The input:
_ _ _ _ _
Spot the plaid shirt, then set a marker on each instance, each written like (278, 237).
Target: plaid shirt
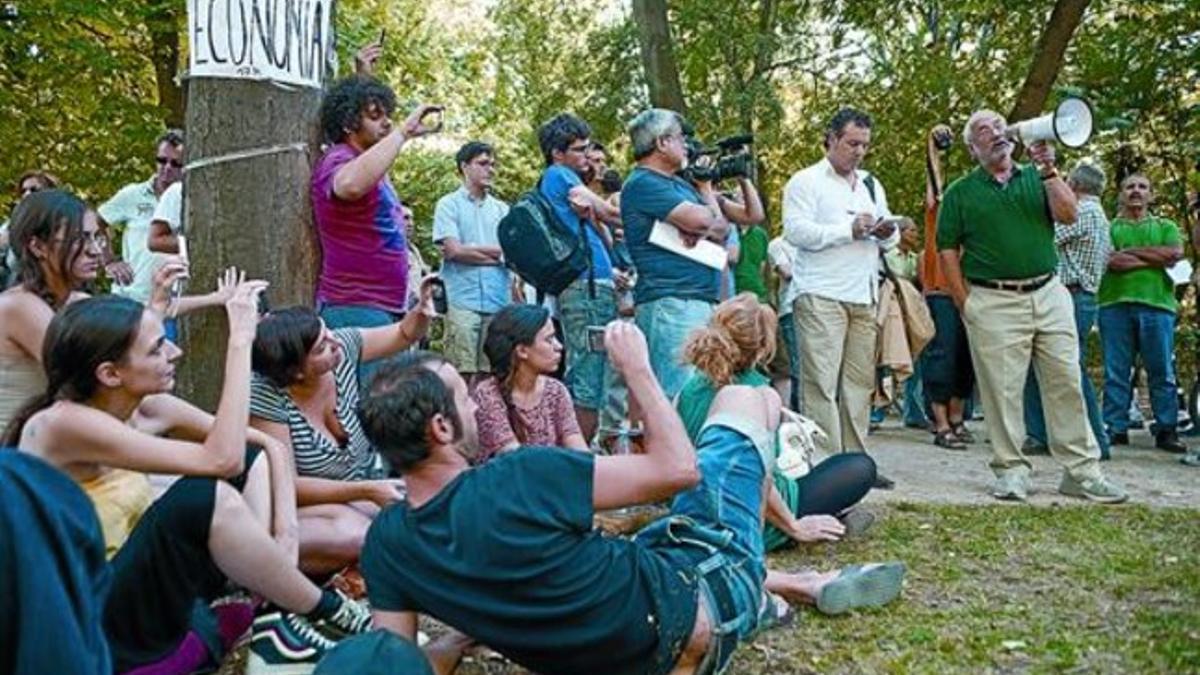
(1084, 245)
_ _ _ _ _
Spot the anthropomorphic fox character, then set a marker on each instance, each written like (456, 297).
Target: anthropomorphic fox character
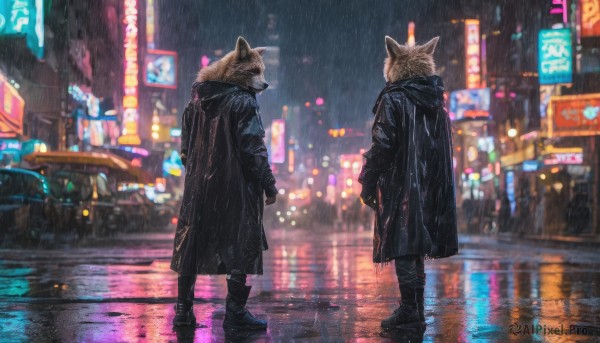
_ _ _ _ _
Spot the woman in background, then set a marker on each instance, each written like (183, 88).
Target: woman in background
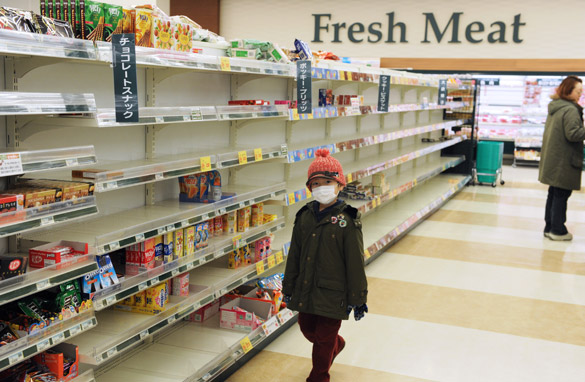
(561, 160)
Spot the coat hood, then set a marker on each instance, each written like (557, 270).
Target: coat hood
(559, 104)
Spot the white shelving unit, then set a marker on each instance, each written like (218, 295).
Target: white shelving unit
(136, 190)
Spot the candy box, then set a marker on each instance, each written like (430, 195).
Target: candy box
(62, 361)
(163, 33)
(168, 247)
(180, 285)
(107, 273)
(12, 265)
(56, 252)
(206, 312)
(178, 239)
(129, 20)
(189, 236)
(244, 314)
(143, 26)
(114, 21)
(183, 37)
_ _ _ _ _
Write out the data again from the line containing "Spot the plaid" through the line containing "(1084, 245)", requests included. Multiply each answer coordinate by 2.15, round to whole numbers with halves going up, and leave the pictures out.

Solution for this exercise:
Spot the plaid shirt, then set a marker on each instance, each written like (278, 237).
Target: plaid shirt
(2331, 527)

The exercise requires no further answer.